### OBJECTIVE 1
Please swap "single marker" for "single point" in the object position labeling entries, starting with the line that contains "In this photo, each instance of the green vegetation" and going on through the last of the entries, and change nothing else.

### SOURCE
--

ConvNets tend to learn generalizable high-level image features. For the five layer ConvNet architecture, we will use the (rectified) activations of the first fully-connected layer as our high-level image features.

Open the file cs231n/classifiers/convnet.py and modify the five_layer_convnet function to return features when the extract_features flag is True. This should be VERY simple.

Once you have done that, fill in the cell below, which should use the pretrained model in the model variable to extract features from all images in the training and validation sets.


In [5]:
from skynet.neural_network.classifiers.convnet import five_layer_convnet

# These should store extracted features for the training and validation sets
# respectively.
#
# More concretely, X_train_feats should be an array of shape
# (X_train.shape[0], 512) where X_train_feats[i] is the 512-dimensional
# feature vector extracted from X_train[i] using model.
#
# Similarly X_val_feats should have shape (X_val.shape[0], 512) and
# X_val_feats[i] should be the 512-dimensional feature vector extracted from
# X_val[i] using model.
X_train_feats = None
X_val_feats = None

# Use our pre-trained model to extract features on the subsampled training set
# and the validation set.

################################################################################
# TODO: Use the pretrained model to extract features for the training and      #
# validation sets for TinyImageNet-100-B.                                      #
#                                                                              #
# HINT: Similar to computing probabilities in the previous exercise, you       #
# should split the training and validation sets into small batches to avoid    #
# using absurd amounts of memory.                                              #
################################################################################
X_train_feats = five_layer_convnet(X_train, model, y=None, reg=0.0,
                                  extract_features=True)
X_val_feats = five_layer_convnet(X_val, model, y=None, reg=0.0,
                                  extract_features=True)

--

### OBJECTIVE 2
In the ConvNet feature extraction text, whose activations are used as the high-level image features for the five layer architecture?

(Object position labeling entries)
--

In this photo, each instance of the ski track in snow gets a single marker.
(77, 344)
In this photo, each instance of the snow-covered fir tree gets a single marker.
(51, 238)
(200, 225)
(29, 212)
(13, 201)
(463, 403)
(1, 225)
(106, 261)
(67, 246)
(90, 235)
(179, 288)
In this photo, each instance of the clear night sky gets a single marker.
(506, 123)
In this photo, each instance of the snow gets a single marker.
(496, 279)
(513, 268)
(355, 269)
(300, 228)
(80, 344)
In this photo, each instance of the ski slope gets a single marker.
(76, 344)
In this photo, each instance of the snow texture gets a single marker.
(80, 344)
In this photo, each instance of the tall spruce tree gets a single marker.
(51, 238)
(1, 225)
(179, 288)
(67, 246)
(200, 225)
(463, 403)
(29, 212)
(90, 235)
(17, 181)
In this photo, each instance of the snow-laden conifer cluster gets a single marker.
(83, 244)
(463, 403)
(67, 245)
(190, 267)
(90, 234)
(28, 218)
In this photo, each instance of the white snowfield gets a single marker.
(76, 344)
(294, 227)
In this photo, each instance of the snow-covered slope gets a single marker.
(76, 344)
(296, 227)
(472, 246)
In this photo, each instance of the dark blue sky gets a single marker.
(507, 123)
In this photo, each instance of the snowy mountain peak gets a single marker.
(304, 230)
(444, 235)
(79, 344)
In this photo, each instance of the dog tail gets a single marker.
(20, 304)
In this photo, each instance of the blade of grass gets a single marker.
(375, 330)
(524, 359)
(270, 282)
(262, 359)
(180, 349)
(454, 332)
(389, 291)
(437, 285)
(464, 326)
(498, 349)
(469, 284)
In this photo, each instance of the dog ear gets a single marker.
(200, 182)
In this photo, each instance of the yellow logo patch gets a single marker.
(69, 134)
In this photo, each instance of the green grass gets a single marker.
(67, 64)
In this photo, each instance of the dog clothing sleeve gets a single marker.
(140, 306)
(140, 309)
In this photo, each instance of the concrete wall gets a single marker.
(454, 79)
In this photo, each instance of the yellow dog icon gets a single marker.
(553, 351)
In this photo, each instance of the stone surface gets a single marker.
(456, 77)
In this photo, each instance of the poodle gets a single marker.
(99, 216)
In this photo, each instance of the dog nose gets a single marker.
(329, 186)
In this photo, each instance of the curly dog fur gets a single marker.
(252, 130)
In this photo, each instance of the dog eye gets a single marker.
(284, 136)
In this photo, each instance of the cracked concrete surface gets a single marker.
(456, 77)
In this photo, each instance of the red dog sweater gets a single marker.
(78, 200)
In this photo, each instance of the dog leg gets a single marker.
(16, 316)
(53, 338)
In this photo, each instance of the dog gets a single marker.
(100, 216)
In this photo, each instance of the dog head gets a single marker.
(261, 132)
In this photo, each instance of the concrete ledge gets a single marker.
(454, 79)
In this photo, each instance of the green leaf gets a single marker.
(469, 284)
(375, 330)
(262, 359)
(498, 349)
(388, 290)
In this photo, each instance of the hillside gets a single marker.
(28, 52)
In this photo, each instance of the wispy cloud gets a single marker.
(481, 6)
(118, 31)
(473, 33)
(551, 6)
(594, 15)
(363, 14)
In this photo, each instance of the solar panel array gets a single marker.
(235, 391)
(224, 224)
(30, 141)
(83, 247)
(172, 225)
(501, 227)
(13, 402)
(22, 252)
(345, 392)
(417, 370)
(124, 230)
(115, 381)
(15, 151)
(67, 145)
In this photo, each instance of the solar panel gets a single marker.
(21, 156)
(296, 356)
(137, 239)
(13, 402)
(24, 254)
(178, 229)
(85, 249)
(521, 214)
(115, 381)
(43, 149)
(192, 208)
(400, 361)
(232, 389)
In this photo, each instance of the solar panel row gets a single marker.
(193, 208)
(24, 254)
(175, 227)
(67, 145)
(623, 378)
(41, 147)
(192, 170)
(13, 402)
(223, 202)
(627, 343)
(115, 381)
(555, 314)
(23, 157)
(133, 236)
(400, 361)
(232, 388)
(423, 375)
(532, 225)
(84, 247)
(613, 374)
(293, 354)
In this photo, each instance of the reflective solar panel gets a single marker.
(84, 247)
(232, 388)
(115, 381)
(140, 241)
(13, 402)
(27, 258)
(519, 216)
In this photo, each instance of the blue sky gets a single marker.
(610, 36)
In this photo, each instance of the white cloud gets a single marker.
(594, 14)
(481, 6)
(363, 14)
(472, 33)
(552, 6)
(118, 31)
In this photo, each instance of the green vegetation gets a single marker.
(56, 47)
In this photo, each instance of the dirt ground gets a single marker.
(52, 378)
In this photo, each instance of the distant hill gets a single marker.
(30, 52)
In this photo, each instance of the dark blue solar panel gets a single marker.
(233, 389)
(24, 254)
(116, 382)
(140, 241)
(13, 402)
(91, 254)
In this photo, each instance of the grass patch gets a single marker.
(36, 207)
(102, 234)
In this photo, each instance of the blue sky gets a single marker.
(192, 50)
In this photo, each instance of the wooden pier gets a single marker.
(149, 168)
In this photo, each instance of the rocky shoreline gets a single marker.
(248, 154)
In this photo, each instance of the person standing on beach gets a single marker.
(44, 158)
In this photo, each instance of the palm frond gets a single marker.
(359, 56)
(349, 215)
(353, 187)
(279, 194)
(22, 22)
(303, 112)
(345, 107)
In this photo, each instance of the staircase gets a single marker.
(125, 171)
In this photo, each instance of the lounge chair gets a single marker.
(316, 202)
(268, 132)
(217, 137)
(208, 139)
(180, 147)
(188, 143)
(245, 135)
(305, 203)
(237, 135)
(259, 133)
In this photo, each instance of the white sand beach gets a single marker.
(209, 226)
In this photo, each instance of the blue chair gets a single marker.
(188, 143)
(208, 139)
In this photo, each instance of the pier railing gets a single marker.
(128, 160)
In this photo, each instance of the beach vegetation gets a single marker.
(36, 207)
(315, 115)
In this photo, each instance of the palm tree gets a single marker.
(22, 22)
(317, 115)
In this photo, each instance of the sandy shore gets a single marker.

--

### EXERCISE SOLUTION 1
In this photo, each instance of the green vegetation gets a single point.
(56, 47)
In this photo, each instance of the dirt ground gets a single point.
(52, 378)
In this photo, each instance of the distant hill gets a single point.
(30, 52)
In this photo, each instance of the dark blue solar panel gets a single point.
(233, 389)
(24, 254)
(116, 382)
(140, 241)
(13, 402)
(91, 254)
In this photo, each instance of the grass patch gets a single point.
(36, 207)
(102, 234)
In this photo, each instance of the blue sky gets a single point.
(192, 50)
In this photo, each instance of the wooden pier gets a single point.
(149, 168)
In this photo, each instance of the rocky shoreline gets a single point.
(248, 154)
In this photo, each instance of the person standing on beach gets a single point.
(44, 158)
In this photo, each instance of the palm frond gets a single point.
(359, 56)
(349, 215)
(353, 187)
(279, 194)
(22, 22)
(303, 112)
(345, 107)
In this photo, each instance of the staircase gets a single point.
(125, 171)
In this photo, each instance of the lounge chair gets a single point.
(316, 202)
(268, 132)
(217, 137)
(208, 139)
(180, 147)
(188, 143)
(245, 135)
(305, 203)
(237, 135)
(259, 133)
In this photo, each instance of the white sand beach gets a single point.
(209, 226)
In this photo, each instance of the blue chair gets a single point.
(188, 143)
(208, 139)
In this photo, each instance of the pier railing gets a single point.
(128, 160)
In this photo, each instance of the beach vegetation gets a single point.
(36, 207)
(315, 115)
In this photo, each instance of the palm tree gets a single point.
(22, 22)
(317, 115)
In this photo, each instance of the sandy shore gets a single point.

### EXERCISE SOLUTION 2
The rectified activations of the first fully-connected layer.